EXTRAIT DU TEXTE >>
%%

Oui, c'est lui ! Un peu vieilli
et un peu plus maigre. Qu'il paraît fatigué ! Mais toujours le même sourire,
la même condescendance. Il se laisse arrêter où l'on veut et parle dès qu'on le
lui demande. Il caresse avec une joie visible les têtes chenues qui s'inclinent
devant lui et les fronts ébouriffés des enfants qu'on lui tend. Il serre dans
les siennes les mains rugueuses de tout ce bon peuple, redisant à tous : « Pax
et bonum ! La paix et le bien ! »
François a l'audience des foules. Il
entend et comprend aussi l'appel qu'elles lui lancent. Il veut être digne de la
confiance qu'elles mettent en lui. Il inspire à ces chrétiens l'horreur et le
dégoût de ce monde pervers qui fait parfois d'eux des complices et plus souvent
des victimes du mal. Ce peuple attend que les principes de justice et de
charité qu'il jette dans les masses comme un bon grain produisent à brève
échéance des effets salutaires. Ce monde meilleur qu'il se propose, au moyen de
l'Évangile, de placer à même la vie, est ardemment désiré par ces simples et
ces pauvres. D'autant que le monde nouveau en train de naître – François le
sait mieux encore que le peuple ne le pressent – n'est pas meilleur, pas plus
chrétien que celui qui se meurt. Sous de nouvelles enseignes se cachent les
mêmes vieilles passions ; sous de nouveaux noms revivent plus que jamais
les mêmes vieux abus.
* * *
Toutefois
beaucoup commencent à
penser que pour faire honneur à la foi, il ne suffit pas d'élever de superbes
cathédrales, de les revêtir de marbres précieux volés à quelques infortunés
ennemis ou de les orner de l'or extorqué au malheur des vaincus. Qui plus est,
un certain nombre décèlent la flagrante contradiction qui sépare un très
louable objectif des moyens inavouables employés pour l'atteindre. Cependant,
sur l'ensemble de ces chrétiens, le milieu, l'ambiance, les conditions de la
vie quotidienne, continuent d'exercer leur lourd handicap, ils les rendent
toujours plus inconséquents avec eux-mêmes, souvent durs et cruels pour leurs
semblables et parjures à Dieu. Ce qui n'empêche point que tous se croient bons
chrétiens. Ils vont tremper dans l'eau bénite le poignard, instrument de leur vengeance ; ils vont
prier le Christ crucifié de faire tomber leur ennemi dans le traquenard qu'ils
ont soigneusement préparé ; ils font serment sur l'image de la
Madone d'exterminer la famille rivale. Ils se croient chrétiens, parce qu'ils
font baptiser leurs enfants et paient la dîme à la paroisse. Bien osé qui voudrait
leur prouver que cette religiosité n'est pas pur christianisme, car c'est de
l'église qu'ils partent pour leurs expéditions guerrières ; c'est le nom
de Dieu qu'ils invoquent à l'envi dans les conditions féroces qu'ils imposent aux
vaincus, après avoir mis à feu et à sang leurs maisons ; c'est au nom
de Dieu qu'ils jurent les accords qu'ils violeront bientôt et qu'ils signent
des trêves qu'ils sont prêts à rompre. De cette prétendue
religion qui fait de Dieu une formule officielle, un sceau d'autorité,
l'exemple vient de haut : l'empereur lui-même le donne à ses feudataires
et ceux-ci à leurs vassaux qui, à leur tour, le transmettent à leurs
subordonnés pour l'offrir, tous ensemble à la foi simpliste du peuple.

%%

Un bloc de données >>

%%

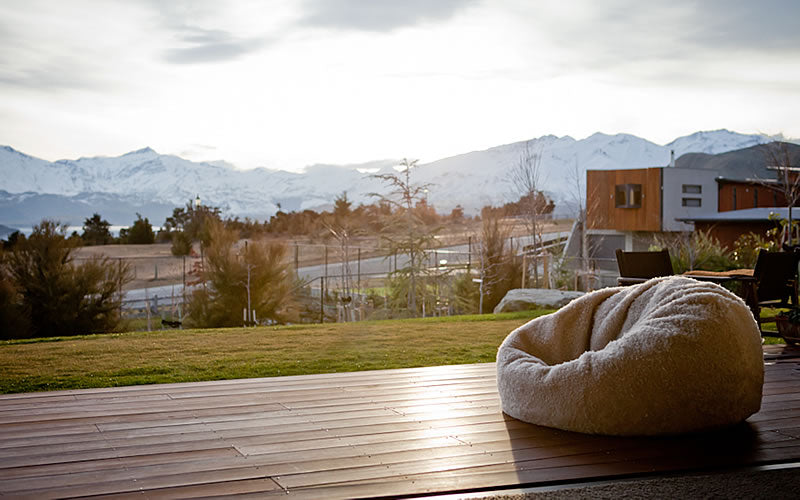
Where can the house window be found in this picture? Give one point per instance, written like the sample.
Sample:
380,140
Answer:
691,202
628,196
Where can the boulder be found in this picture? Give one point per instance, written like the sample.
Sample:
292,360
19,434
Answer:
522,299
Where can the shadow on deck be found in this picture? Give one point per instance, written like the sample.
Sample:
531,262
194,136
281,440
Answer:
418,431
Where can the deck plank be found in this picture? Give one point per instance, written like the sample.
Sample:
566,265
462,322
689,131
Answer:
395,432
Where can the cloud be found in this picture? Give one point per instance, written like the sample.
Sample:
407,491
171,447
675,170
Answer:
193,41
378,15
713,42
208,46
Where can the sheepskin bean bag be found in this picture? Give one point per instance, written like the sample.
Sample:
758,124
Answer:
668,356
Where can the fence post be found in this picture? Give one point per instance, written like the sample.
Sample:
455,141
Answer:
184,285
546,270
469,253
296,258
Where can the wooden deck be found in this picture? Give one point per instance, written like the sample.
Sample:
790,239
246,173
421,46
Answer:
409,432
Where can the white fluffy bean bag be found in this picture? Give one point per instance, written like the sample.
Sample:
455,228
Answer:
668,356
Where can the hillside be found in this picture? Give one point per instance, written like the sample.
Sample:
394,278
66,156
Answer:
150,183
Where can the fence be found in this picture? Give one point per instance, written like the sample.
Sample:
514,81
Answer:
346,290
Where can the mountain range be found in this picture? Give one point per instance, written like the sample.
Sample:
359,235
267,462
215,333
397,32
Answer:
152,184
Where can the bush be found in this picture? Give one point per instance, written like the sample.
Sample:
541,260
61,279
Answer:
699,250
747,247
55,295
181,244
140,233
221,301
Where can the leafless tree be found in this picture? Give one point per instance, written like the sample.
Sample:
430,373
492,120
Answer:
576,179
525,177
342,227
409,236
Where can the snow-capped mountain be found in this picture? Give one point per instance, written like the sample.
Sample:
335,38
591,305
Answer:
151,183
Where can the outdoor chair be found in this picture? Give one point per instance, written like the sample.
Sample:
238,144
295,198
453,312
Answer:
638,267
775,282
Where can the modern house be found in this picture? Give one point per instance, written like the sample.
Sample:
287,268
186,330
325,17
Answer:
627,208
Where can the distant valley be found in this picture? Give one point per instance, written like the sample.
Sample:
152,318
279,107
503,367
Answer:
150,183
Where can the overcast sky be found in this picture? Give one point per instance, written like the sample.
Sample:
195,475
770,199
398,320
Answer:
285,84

%%
%%

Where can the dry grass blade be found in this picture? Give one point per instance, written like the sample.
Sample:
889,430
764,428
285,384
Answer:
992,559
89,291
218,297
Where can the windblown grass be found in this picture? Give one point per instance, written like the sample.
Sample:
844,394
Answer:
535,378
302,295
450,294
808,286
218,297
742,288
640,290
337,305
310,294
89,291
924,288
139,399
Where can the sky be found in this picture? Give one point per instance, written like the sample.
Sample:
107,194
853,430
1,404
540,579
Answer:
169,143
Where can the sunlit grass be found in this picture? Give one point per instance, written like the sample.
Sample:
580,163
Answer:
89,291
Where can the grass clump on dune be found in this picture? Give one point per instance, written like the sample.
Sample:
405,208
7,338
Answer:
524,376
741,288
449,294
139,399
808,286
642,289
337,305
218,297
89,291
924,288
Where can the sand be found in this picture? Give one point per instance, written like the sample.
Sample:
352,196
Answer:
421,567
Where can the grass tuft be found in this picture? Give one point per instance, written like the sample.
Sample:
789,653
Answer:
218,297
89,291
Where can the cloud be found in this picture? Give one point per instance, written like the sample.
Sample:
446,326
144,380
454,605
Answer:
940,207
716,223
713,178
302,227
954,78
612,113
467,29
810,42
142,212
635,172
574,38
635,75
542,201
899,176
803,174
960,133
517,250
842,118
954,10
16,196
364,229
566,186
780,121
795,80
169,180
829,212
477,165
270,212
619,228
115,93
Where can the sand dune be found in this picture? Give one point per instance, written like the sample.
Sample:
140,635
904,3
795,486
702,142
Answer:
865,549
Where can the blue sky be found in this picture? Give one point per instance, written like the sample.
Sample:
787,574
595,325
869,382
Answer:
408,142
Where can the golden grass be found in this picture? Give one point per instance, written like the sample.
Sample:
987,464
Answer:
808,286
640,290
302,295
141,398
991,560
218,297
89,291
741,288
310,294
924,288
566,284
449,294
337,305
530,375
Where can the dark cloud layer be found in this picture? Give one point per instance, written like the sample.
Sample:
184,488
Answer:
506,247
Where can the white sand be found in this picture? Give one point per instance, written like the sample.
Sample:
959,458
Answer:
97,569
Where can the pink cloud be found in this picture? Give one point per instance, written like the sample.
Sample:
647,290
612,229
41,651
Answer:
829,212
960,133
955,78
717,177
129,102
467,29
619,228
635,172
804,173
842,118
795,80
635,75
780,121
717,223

%%
%%

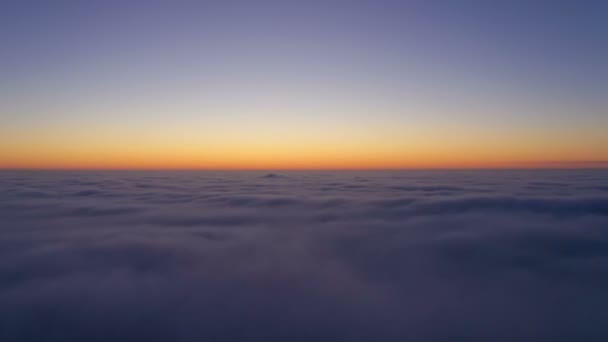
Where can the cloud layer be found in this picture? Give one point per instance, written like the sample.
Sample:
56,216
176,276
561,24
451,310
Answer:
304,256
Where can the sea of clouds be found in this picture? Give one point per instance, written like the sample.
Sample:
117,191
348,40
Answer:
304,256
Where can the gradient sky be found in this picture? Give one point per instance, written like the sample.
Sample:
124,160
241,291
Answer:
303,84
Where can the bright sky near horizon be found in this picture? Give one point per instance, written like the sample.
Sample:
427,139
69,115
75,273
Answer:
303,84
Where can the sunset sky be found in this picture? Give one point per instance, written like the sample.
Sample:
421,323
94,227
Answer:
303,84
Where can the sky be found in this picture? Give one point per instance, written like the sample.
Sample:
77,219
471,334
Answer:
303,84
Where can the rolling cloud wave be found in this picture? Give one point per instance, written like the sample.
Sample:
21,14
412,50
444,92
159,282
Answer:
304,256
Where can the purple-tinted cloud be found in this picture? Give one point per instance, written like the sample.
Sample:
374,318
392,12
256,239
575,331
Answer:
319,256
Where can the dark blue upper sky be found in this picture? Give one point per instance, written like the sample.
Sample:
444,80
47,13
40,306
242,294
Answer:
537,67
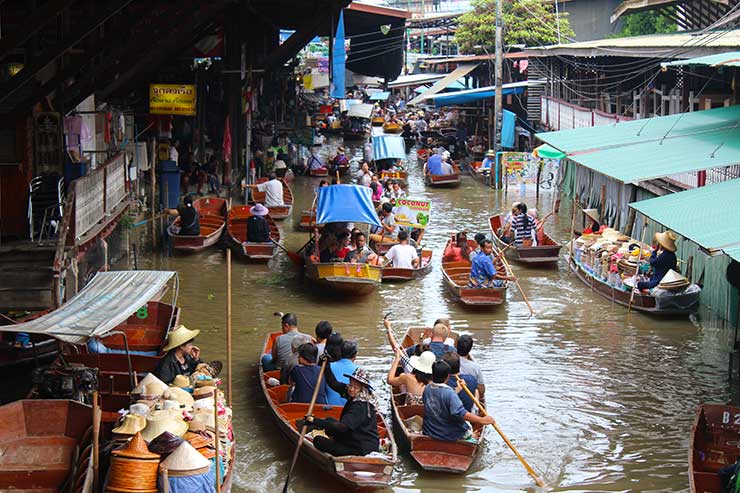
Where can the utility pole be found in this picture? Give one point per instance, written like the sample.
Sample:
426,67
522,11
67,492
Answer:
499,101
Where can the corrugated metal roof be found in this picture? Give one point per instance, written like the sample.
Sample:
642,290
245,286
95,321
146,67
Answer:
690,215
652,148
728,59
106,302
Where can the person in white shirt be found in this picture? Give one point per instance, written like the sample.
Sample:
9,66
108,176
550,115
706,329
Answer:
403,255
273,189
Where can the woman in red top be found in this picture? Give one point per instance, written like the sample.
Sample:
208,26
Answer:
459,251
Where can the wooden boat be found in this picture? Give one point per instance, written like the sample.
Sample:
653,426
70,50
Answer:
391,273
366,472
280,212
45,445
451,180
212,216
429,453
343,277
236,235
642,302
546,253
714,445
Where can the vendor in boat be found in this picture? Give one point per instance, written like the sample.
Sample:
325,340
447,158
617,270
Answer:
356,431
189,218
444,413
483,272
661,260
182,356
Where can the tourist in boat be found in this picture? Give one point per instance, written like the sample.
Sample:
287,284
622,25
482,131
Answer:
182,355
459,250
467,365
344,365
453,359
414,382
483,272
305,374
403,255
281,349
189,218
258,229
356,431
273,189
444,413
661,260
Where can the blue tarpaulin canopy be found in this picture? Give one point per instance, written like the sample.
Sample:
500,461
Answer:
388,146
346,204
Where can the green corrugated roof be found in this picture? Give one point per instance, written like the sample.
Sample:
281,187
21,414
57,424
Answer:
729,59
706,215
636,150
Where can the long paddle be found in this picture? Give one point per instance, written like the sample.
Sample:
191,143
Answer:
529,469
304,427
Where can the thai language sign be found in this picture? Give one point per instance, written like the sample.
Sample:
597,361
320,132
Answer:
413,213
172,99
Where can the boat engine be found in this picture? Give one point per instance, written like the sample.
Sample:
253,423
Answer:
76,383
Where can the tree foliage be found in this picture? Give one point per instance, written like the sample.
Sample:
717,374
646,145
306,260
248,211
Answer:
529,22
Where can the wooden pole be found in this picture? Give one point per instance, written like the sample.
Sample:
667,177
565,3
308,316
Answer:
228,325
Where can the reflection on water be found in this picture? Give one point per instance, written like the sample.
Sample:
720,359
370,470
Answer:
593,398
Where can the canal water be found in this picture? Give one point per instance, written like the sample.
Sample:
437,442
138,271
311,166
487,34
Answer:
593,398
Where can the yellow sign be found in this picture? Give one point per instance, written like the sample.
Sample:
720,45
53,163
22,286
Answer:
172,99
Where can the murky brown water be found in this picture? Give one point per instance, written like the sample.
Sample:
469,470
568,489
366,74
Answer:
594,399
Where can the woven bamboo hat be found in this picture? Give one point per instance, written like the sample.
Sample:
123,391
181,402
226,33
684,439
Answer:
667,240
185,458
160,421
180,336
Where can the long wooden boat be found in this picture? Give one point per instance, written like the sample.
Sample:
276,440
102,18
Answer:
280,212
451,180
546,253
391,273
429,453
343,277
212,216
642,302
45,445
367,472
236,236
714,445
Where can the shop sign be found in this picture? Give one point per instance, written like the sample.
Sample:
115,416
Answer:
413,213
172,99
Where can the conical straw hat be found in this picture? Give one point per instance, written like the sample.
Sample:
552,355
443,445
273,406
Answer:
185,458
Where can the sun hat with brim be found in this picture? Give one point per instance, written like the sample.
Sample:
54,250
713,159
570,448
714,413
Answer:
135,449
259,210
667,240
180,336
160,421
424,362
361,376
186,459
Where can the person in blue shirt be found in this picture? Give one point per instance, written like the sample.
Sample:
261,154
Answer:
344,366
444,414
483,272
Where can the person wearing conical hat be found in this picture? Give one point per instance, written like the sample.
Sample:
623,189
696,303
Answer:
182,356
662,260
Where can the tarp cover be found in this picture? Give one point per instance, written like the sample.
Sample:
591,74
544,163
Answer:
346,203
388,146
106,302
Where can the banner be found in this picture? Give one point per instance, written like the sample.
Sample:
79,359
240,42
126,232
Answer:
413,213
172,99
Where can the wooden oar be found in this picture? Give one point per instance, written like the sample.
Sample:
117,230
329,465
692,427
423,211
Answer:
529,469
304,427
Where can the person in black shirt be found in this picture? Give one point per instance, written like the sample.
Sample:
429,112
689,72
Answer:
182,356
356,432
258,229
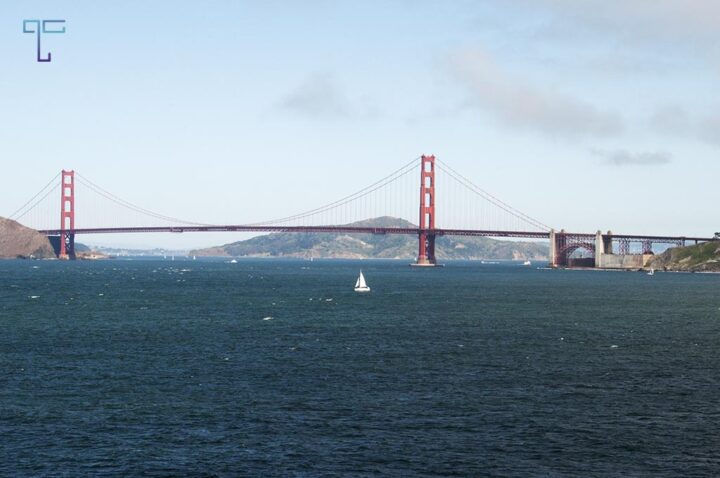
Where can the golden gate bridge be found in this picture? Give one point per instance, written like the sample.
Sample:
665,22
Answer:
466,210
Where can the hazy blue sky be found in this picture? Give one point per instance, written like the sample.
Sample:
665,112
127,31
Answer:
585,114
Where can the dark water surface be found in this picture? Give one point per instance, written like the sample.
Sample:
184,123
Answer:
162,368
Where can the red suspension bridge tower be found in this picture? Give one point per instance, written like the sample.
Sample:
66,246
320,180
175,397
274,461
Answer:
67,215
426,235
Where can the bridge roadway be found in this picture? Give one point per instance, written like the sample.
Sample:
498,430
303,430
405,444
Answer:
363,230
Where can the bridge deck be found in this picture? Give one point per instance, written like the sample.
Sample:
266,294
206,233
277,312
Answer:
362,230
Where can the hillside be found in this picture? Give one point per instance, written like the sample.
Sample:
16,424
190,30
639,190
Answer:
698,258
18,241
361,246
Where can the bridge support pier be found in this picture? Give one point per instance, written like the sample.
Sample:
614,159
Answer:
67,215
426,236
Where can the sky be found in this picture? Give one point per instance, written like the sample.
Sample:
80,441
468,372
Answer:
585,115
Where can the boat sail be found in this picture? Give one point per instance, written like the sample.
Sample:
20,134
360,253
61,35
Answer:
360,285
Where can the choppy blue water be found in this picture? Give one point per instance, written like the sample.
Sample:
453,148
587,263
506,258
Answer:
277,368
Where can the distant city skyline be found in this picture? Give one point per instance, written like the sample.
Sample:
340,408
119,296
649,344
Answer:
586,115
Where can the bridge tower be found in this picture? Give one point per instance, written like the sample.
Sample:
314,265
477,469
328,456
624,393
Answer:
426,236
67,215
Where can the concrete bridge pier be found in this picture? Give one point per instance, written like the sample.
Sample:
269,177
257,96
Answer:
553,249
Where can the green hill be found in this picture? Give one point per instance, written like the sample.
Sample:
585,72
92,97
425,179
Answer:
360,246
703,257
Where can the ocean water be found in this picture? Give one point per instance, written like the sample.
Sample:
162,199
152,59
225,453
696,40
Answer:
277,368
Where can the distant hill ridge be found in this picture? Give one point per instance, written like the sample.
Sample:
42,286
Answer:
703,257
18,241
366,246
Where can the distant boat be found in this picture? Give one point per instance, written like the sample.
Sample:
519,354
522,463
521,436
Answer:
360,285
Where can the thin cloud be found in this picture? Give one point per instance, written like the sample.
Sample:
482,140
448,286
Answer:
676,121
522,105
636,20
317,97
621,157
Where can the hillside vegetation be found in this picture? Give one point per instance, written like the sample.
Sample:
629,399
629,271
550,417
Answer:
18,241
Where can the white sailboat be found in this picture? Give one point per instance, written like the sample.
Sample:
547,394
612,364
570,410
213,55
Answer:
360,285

%%

VOTRE TÂCHE >> Reproduisez sans rien changer tout le passage de l'extrait sur François, depuis « François a l'audience » jusqu'à « mêmes vieux abus. » inclus.

LE RÉSULTAT >>
François a l'audience des foules. Il
entend et comprend aussi l'appel qu'elles lui lancent. Il veut être digne de la
confiance qu'elles mettent en lui. Il inspire à ces chrétiens l'horreur et le
dégoût de ce monde pervers qui fait parfois d'eux des complices et plus souvent
des victimes du mal. Ce peuple attend que les principes de justice et de
charité qu'il jette dans les masses comme un bon grain produisent à brève
échéance des effets salutaires. Ce monde meilleur qu'il se propose, au moyen de
l'Évangile, de placer à même la vie, est ardemment désiré par ces simples et
ces pauvres. D'autant que le monde nouveau en train de naître – François le
sait mieux encore que le peuple ne le pressent – n'est pas meilleur, pas plus
chrétien que celui qui se meurt. Sous de nouvelles enseignes se cachent les
mêmes vieilles passions ; sous de nouveaux noms revivent plus que jamais
les mêmes vieux abus.